■ To-do list
A – Using the calendar thread, answer these:
(i) Where does Rick say his 08 calendar is right now?
(ii) Where does Morpheus uk say to click to find the earlier calendar?
(iii) What did people do with the pics they posted that year, according to Morpheus uk?
B – Can you extend the thread about a 2009 mantidforum calender with more posts after its last post?

■ Selected text
§ §
# 2009 mantidforum calender



## Morpheus uk (Aug 31, 2008)

Is there gonna be one?

I would like to contribute some photos and plus i need a calender to keep track of when stuff becomes mature :lol:


----------



## OGIGA (Aug 31, 2008)

Well, we never had one. But umm, if someone has the time and resource, then it's quite a possibility.


----------



## Morpheus uk (Sep 1, 2008)

We did that one year though?

People posted pics and people voted for them


----------



## Morpheus uk (Sep 1, 2008)

Lol i found it, just click on the mantidforum.net at the top left


----------



## Rick (Sep 1, 2008)

We did one for 08. Sitting here looking at it right now on my wall. No word on an 09.


----------



## The_Asa (Sep 1, 2008)

I'd get it


----------



## Giosan (Sep 1, 2008)

I'd buy it too!


----------



## ABbuggin (Sep 1, 2008)

I want there to be a 09 calender!


----------



## Morpheus uk (Sep 1, 2008)

Likewise


----------



## idolomantis (Sep 1, 2008)

me to


----------



## OGIGA (Sep 2, 2008)

Morpheus uk said:


> We did that one year though?People posted pics and people voted for them


Oh gosh, where was I?
§ §
■ Data rows

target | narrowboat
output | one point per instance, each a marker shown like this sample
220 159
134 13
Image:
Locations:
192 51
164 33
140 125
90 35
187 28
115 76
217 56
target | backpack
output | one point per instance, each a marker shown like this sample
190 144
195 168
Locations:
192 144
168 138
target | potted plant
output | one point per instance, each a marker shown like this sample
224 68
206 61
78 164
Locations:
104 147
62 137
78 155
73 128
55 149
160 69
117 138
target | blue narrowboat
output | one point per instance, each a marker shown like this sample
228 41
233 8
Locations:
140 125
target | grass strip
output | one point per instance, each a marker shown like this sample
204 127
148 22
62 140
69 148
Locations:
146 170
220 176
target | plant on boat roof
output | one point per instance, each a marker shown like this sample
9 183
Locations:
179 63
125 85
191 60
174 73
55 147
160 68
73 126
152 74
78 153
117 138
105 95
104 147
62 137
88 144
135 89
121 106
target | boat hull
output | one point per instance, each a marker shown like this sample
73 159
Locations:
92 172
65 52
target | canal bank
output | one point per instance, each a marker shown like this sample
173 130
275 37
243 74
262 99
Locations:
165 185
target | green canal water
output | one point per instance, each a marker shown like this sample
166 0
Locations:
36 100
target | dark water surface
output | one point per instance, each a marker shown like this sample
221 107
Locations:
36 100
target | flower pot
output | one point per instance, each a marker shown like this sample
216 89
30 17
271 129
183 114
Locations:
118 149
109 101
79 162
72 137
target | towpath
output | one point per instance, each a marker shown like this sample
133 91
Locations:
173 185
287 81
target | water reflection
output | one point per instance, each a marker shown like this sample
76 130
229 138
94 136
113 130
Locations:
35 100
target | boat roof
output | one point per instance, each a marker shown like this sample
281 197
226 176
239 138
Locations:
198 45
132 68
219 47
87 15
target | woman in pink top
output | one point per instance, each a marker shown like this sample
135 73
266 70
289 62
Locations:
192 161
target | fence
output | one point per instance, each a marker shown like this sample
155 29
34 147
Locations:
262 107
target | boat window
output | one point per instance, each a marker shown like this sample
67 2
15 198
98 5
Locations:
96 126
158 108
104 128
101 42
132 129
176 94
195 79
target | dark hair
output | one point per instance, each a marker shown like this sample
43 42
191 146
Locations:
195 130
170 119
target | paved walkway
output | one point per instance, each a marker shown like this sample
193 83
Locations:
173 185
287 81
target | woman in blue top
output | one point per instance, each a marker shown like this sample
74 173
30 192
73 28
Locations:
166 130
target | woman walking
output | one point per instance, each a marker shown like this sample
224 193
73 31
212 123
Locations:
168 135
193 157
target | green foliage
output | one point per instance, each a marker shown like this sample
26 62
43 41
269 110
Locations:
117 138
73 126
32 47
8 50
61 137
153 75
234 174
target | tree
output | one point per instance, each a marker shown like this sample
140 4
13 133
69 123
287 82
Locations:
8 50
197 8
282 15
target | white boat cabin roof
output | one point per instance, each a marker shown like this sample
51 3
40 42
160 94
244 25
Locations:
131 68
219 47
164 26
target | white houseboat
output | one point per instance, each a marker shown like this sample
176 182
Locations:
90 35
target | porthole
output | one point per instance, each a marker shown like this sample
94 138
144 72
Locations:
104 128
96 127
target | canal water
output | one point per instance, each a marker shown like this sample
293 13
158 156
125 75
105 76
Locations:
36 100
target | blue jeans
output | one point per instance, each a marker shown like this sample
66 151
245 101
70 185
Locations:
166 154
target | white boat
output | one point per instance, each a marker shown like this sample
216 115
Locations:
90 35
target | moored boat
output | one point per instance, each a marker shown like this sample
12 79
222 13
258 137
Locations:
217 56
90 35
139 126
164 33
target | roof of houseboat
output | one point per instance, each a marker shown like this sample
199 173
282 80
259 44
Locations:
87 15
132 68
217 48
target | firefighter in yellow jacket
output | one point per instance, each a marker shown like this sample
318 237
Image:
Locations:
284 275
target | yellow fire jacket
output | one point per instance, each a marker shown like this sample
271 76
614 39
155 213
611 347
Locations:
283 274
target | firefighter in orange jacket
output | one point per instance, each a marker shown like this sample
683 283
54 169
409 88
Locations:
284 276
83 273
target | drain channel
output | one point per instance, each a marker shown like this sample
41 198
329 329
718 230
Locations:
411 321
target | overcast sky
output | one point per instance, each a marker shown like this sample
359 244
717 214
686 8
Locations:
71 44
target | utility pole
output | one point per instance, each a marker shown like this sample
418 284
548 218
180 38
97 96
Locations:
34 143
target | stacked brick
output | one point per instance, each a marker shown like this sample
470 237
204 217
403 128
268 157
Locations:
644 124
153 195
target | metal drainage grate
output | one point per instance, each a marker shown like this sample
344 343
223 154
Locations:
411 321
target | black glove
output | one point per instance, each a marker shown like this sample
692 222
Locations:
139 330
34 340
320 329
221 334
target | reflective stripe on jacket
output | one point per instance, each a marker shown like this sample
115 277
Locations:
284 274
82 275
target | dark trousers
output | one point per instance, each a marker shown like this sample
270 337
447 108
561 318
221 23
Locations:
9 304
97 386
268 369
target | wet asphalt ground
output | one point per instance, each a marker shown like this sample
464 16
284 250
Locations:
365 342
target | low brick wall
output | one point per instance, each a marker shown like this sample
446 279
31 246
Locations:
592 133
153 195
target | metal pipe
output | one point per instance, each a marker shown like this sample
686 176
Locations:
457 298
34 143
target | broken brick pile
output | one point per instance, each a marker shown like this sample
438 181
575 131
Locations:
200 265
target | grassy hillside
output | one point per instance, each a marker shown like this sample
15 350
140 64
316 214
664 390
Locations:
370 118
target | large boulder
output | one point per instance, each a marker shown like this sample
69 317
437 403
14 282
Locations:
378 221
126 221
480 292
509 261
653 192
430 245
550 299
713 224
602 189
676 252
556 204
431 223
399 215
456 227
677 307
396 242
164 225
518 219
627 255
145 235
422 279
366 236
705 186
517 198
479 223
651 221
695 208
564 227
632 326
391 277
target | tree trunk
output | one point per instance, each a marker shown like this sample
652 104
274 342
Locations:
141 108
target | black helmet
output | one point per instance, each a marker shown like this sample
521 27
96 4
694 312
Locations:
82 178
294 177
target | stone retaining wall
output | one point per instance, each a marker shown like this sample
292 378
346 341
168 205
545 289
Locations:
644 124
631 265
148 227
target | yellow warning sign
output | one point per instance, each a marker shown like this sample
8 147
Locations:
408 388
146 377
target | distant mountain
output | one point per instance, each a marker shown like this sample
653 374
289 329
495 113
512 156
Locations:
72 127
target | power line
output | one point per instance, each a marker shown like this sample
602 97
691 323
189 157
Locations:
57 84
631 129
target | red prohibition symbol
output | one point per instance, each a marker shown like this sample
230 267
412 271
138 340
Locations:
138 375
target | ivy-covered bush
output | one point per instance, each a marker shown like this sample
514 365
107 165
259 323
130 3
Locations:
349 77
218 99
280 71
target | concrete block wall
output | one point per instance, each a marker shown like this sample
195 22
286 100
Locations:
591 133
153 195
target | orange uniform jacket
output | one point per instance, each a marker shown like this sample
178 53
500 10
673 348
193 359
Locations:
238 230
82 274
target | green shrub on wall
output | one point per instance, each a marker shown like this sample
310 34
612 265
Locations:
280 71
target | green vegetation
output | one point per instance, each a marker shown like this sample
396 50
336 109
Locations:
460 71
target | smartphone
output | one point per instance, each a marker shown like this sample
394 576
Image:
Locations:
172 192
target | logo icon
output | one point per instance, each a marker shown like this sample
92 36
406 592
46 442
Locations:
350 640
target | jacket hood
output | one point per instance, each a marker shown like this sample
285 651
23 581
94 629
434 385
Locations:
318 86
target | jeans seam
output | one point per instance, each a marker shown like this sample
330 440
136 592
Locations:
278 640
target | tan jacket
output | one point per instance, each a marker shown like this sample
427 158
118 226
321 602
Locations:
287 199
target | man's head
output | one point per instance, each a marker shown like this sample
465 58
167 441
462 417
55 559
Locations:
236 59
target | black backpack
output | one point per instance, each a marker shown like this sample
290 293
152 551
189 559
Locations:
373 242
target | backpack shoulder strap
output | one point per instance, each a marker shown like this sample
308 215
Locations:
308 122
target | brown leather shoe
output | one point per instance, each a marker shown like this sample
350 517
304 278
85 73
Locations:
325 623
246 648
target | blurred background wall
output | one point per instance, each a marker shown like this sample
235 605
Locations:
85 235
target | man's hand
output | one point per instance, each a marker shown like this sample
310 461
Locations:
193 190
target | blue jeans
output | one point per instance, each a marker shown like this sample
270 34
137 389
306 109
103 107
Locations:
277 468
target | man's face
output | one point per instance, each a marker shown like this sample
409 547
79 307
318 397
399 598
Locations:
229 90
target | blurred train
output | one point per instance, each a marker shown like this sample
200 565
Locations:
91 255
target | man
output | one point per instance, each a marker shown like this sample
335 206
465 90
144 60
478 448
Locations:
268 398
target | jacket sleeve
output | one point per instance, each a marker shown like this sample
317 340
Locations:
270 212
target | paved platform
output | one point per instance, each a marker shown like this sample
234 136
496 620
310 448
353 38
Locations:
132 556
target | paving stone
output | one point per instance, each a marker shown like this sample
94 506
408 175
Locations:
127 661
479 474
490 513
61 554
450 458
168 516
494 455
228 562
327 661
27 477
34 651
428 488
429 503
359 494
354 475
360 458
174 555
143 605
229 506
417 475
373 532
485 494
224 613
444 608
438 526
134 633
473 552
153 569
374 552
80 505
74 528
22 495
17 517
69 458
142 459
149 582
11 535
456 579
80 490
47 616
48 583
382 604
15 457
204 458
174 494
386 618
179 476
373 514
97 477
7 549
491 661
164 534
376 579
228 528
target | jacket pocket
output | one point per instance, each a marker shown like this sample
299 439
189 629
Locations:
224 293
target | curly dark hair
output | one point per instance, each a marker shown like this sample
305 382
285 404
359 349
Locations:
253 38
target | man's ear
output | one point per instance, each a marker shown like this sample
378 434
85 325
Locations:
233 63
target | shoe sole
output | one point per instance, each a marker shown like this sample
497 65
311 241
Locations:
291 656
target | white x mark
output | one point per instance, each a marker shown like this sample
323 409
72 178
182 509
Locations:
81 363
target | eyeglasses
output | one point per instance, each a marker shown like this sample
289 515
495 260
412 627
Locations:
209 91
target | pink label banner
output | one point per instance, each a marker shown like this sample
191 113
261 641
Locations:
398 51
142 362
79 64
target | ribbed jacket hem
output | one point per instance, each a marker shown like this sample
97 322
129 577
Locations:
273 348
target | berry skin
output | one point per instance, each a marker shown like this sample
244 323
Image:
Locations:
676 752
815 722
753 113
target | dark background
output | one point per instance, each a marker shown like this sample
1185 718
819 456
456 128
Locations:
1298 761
§ §
■ Set of answers
A –
(i) On his wall.
(ii) On the mantidforum.net at the top left.
(iii) People voted for them.

B –
----------



## ABbuggin (Sep 2, 2008)

well you weren't here obviously  :lol:


----------



## idolomantis (Sep 2, 2008)

OGIGA said:


> Oh gosh, where was I?


asia.


----------



## Morpheus uk (Sep 9, 2008)

Any news on the subject?


----------



## hibiscusmile (Sep 9, 2008)

OGIGA said:


> Oh gosh, where was I?


  I didn't want to point it out, so I just waited for someone else too. ha ha

If you sign out of the forum and come back in, you can see where the write up is on the 2008 calander.


----------



## hibiscusmile (Sep 9, 2008)

:lol: I just went out to check it out! and I gotta say, it was fun! I forgot how much fun and excitement went into everyone putting in their photos. It was nice to relook at it. I LOVE OUR FORUM! IT'S A GOOD PLACE TO GO!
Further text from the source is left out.